(Dataset rows showing where objects appear)
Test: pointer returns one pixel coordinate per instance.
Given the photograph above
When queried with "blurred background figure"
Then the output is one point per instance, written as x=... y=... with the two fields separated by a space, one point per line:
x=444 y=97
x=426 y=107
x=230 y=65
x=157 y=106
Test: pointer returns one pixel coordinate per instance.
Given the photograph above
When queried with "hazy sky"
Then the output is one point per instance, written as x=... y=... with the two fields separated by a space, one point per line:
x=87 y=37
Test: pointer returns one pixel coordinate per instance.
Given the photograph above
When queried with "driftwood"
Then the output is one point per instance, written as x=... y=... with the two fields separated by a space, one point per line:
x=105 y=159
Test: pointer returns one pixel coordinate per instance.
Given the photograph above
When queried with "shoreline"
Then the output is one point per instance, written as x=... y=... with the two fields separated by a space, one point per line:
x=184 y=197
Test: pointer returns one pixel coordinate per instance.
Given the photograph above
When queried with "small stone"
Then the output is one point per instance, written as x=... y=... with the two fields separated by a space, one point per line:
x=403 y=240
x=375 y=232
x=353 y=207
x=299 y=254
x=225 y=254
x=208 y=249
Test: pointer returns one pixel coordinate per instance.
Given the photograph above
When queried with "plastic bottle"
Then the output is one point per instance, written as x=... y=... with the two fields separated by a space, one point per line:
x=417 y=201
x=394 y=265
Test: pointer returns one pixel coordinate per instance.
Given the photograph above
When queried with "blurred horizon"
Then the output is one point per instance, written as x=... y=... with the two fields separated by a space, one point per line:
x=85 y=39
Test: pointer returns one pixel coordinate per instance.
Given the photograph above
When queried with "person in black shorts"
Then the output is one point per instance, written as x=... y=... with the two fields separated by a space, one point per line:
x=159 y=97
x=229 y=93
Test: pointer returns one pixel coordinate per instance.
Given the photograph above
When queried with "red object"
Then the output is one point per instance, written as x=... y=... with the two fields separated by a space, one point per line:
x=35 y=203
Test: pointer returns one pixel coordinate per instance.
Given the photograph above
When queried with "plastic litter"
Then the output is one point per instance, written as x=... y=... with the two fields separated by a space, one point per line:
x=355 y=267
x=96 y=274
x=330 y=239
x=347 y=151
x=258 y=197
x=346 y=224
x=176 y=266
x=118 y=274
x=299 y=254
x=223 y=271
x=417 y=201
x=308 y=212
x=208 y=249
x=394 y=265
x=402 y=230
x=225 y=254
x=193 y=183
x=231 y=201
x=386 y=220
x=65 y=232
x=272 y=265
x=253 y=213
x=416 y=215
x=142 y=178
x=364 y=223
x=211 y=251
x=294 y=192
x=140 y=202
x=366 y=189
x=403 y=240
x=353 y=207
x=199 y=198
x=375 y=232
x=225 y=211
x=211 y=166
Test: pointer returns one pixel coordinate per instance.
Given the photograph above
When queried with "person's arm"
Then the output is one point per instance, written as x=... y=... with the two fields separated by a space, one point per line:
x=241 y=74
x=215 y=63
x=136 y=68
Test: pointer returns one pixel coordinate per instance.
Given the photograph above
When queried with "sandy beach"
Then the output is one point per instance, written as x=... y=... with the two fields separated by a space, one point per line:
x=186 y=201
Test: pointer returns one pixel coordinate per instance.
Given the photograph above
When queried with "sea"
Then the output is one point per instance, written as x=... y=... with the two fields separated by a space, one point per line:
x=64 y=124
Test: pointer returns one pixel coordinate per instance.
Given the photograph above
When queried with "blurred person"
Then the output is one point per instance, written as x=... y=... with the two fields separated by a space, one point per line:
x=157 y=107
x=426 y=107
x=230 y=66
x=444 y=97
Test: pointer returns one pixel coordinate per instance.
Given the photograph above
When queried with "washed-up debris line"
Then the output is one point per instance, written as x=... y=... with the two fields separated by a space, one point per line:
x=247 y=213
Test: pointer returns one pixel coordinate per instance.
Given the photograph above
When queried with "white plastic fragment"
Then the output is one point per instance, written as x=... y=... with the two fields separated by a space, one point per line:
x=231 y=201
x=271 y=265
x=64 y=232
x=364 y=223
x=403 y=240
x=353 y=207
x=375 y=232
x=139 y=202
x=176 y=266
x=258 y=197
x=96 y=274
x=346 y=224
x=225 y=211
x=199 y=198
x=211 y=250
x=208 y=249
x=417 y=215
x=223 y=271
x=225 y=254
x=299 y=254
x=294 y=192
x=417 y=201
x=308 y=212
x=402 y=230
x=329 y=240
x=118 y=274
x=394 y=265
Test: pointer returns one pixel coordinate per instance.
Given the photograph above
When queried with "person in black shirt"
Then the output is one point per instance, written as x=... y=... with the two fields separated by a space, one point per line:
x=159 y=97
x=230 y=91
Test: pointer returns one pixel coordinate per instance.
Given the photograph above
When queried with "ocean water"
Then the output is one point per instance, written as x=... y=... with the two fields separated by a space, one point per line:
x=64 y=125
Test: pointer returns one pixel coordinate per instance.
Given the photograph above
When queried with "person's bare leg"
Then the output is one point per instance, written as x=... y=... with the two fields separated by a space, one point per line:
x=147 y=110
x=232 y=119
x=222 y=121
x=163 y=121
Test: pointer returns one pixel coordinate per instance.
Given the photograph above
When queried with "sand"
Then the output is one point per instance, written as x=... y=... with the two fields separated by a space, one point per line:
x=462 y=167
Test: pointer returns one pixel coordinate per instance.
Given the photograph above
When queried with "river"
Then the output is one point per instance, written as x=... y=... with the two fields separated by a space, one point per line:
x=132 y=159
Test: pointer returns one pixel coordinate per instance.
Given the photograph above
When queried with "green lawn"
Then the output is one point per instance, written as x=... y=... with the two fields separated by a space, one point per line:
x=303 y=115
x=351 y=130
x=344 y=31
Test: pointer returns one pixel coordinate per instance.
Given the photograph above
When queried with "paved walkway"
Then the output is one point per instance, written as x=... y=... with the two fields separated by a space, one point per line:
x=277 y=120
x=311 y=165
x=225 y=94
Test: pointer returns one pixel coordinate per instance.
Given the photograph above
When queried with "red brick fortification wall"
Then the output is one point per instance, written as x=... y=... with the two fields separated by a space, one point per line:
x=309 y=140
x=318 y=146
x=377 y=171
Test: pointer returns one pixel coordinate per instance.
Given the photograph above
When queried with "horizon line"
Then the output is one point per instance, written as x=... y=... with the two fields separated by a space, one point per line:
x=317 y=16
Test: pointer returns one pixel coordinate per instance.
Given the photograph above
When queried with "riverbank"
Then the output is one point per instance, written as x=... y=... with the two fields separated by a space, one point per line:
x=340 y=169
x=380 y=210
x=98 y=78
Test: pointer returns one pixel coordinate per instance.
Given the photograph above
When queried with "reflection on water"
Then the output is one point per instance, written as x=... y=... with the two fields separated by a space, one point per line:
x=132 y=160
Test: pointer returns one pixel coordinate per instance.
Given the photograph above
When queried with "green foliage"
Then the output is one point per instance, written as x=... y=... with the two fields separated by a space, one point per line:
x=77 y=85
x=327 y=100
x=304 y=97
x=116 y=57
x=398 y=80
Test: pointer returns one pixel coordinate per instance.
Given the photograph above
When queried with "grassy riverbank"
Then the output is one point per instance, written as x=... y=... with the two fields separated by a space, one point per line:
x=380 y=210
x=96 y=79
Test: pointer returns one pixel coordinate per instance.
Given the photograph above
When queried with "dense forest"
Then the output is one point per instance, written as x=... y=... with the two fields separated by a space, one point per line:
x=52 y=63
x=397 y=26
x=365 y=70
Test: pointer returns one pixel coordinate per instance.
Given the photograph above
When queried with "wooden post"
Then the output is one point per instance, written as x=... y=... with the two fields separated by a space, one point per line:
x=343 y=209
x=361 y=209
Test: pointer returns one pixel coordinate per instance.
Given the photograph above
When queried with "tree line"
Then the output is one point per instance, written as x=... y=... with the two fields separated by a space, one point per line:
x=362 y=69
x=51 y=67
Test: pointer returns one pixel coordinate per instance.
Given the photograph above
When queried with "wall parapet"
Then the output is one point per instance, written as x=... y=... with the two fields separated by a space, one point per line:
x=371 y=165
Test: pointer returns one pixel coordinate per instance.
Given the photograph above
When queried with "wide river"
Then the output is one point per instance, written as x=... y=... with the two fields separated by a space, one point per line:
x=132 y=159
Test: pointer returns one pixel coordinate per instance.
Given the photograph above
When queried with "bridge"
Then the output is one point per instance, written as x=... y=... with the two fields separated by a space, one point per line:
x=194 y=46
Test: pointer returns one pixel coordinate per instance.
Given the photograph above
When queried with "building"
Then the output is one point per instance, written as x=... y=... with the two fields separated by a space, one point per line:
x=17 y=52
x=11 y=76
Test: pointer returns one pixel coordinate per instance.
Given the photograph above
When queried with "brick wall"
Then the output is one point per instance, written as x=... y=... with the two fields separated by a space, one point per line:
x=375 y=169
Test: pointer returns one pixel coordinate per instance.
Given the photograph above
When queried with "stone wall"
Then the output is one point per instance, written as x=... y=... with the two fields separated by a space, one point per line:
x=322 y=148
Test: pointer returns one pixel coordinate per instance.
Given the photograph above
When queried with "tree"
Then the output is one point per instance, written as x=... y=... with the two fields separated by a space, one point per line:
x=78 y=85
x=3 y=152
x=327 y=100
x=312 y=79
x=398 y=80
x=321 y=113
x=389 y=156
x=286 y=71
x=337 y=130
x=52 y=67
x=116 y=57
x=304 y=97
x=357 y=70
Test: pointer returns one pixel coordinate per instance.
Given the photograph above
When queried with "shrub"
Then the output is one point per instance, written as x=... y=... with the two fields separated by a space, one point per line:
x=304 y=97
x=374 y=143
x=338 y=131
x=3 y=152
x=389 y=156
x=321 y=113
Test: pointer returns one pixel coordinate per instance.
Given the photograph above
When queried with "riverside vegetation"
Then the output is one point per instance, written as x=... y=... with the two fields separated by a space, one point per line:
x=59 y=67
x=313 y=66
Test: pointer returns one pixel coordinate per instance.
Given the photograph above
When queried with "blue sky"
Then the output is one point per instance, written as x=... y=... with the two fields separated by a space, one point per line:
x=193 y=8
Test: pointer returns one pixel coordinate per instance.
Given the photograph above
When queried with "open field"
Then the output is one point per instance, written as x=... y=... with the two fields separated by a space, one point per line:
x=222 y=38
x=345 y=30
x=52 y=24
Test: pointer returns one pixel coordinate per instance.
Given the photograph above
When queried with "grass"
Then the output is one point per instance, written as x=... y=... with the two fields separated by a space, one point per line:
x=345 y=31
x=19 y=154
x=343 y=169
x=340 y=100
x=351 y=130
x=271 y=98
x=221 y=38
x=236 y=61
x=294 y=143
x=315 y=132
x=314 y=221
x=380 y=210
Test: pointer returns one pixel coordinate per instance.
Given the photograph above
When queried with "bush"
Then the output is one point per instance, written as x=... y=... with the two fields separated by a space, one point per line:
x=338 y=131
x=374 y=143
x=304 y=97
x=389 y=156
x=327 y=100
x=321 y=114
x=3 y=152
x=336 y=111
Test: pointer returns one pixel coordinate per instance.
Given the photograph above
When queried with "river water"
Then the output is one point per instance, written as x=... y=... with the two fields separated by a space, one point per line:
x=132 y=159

Request » Rewrite the lines from the start of the records through the line containing "x=157 y=106", inclusive, replacing "instance" with "object" and leaving everything else unchanged.

Solution to the exercise »
Test: pointer returns one pixel coordinate per object.
Given the photograph above
When queried with "blurred background figure"
Then the output is one point per object, written as x=... y=... with the two fields separated by a space, one point per line:
x=444 y=97
x=426 y=107
x=230 y=65
x=157 y=106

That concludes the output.